▸ Task prompt:
Please output the lines below, from the line containing "of the line" through the line containing "[[102, 36], [24, 67], [17, 36]]", inclusive, as a numbered list with blank lines omitted and nothing else.

▸ Data supplied:
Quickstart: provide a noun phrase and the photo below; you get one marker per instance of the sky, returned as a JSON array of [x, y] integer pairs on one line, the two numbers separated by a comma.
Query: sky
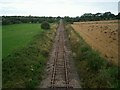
[[55, 8]]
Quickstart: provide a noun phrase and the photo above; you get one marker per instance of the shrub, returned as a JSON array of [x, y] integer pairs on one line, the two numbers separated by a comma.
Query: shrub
[[45, 25]]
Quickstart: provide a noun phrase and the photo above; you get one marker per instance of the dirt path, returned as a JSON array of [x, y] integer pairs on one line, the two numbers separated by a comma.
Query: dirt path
[[60, 70]]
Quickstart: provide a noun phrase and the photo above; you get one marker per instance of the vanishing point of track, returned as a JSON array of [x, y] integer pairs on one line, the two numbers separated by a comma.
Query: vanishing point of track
[[60, 72]]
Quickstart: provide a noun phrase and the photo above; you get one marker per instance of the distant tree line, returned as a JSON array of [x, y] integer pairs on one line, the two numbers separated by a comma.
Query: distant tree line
[[93, 17], [85, 17], [27, 19]]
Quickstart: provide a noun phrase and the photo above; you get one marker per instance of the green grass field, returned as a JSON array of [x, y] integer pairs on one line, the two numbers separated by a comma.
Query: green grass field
[[24, 67], [17, 36]]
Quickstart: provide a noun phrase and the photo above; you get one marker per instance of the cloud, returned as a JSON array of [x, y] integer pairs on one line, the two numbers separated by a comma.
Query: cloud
[[55, 7]]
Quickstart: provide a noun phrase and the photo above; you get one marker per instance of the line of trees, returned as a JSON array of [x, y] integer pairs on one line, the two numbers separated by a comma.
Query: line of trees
[[85, 17], [93, 17]]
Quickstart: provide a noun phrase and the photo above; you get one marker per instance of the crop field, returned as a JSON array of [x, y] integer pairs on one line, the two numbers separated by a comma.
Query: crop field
[[102, 36], [17, 36]]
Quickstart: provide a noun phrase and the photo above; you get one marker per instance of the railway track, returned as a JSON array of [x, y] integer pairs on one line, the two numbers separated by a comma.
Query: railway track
[[60, 72]]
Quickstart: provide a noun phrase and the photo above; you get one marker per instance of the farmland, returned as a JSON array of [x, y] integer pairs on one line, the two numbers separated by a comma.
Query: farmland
[[102, 36], [24, 67], [17, 36]]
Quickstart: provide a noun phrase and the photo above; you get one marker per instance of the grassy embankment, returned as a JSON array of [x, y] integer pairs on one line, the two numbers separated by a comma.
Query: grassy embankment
[[24, 66], [94, 71]]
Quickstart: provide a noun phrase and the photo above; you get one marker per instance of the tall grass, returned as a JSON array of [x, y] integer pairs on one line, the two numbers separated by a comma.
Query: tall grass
[[24, 67], [94, 71]]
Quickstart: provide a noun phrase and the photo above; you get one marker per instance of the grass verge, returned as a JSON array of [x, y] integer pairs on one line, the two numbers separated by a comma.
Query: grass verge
[[17, 36], [94, 71], [24, 67]]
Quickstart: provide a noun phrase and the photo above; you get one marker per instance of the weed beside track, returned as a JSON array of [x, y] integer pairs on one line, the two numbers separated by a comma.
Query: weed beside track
[[94, 71], [24, 68]]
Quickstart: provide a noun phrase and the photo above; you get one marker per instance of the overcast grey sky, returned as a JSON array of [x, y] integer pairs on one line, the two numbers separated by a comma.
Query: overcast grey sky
[[57, 7]]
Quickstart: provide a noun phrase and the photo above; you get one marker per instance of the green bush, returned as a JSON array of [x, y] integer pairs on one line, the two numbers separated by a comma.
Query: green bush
[[45, 25]]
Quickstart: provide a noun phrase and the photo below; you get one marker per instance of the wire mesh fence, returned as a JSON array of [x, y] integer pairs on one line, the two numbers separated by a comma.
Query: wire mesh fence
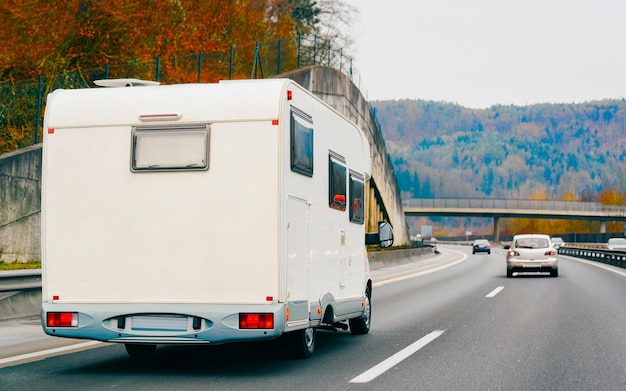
[[22, 102]]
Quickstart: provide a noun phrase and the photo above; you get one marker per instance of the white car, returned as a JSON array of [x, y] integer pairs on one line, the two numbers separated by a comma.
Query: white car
[[531, 253], [616, 244], [557, 242]]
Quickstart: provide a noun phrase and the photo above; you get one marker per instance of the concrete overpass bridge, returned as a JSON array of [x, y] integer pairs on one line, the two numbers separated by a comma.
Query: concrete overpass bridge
[[20, 171], [505, 208]]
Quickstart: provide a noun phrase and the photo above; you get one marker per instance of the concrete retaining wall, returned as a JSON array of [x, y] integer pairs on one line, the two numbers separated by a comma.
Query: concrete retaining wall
[[20, 205], [20, 171]]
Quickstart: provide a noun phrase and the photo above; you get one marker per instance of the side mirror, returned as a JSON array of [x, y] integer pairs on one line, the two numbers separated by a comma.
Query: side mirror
[[384, 236]]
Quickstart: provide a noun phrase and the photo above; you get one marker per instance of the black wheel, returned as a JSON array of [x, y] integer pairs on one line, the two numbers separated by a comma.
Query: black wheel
[[140, 351], [301, 343], [362, 324]]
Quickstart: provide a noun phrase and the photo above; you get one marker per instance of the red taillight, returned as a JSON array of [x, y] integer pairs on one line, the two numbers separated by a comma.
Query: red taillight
[[256, 321], [62, 319]]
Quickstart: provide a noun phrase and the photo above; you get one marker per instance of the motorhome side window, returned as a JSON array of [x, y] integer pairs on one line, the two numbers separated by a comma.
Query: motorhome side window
[[301, 142], [337, 182], [356, 190], [170, 148]]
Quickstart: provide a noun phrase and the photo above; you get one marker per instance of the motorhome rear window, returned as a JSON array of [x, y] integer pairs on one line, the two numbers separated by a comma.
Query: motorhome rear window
[[301, 142], [337, 182], [356, 188], [170, 148]]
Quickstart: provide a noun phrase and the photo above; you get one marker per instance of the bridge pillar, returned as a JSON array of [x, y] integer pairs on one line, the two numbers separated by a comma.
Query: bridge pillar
[[496, 229]]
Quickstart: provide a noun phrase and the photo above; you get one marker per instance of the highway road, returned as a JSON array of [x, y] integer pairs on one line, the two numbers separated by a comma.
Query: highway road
[[462, 327]]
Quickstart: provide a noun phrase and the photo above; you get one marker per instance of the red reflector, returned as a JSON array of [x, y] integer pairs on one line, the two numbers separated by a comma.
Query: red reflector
[[62, 319], [256, 321]]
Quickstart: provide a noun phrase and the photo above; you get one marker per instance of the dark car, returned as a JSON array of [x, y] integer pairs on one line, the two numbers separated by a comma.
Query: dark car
[[481, 246]]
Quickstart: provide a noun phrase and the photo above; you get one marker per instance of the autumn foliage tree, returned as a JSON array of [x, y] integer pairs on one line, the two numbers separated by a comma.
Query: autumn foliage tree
[[70, 39]]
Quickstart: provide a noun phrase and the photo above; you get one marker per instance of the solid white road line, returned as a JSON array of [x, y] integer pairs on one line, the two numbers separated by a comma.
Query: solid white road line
[[389, 363], [495, 291], [48, 352]]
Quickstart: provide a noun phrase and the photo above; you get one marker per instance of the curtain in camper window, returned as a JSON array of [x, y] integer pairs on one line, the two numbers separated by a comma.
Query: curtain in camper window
[[301, 142], [357, 198], [337, 182]]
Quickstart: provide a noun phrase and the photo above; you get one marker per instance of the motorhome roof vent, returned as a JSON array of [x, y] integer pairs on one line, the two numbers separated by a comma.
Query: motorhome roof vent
[[124, 83]]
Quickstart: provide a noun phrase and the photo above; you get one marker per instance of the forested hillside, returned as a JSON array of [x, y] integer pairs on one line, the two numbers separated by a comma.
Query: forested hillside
[[563, 151]]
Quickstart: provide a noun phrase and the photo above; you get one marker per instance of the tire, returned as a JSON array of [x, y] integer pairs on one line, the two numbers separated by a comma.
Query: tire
[[301, 343], [362, 324], [140, 351]]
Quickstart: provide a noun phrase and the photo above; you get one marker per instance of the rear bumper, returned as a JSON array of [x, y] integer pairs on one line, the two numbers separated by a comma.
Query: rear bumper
[[164, 323], [543, 266]]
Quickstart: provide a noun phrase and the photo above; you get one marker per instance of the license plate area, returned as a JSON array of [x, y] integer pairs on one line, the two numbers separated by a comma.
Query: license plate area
[[159, 323]]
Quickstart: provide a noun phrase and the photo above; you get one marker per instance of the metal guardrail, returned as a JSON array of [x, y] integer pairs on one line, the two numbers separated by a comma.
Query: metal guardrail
[[610, 257], [30, 279], [487, 203], [20, 280]]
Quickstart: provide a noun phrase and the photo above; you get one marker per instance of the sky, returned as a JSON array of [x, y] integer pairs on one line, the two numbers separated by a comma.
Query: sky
[[478, 53]]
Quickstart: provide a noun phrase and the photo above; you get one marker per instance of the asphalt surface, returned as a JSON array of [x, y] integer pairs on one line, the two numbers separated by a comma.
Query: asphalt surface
[[464, 326]]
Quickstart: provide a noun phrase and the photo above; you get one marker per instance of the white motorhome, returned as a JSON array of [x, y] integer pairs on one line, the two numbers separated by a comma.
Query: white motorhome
[[203, 213]]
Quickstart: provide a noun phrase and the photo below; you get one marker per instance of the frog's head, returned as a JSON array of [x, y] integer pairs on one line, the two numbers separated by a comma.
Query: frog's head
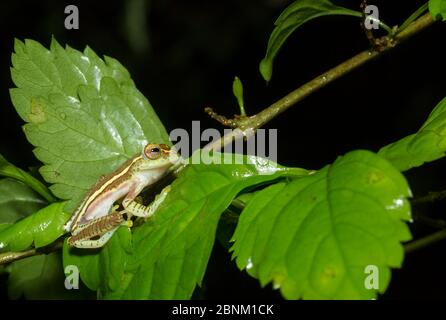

▸ Answer to this task:
1. Quickstart: provide a noun phrase and the photo above; you get one marker per instance of the line of trees, returned as a JSON array of [x, y] integer pairs on one line, the two numbers separated by a comma.
2. Query: line of trees
3. [[85, 17], [93, 17]]
4. Quickstart: provide a noun phrase and the photo above; you get one marker per instance of the crop field, returned as a JSON array of [x, y] integer pairs on one line, the two numbers separated by a comma.
5. Query: crop field
6. [[102, 36], [17, 36]]
7. Quickstart: provide a noun phrase and the photo above; you get one marker per instance of the railway track, returned as a JSON array of [x, y] integer pairs on one line, the two numbers separated by a comma.
8. Query: railway track
9. [[60, 72]]
10. Quickstart: provide a noun phrase and the photo above; you get one marker per instance of the farmland, returned as a JSON array of [x, y] integer pairs on one line, the two numbers separated by a comma.
11. Query: farmland
12. [[102, 36], [24, 67], [17, 36]]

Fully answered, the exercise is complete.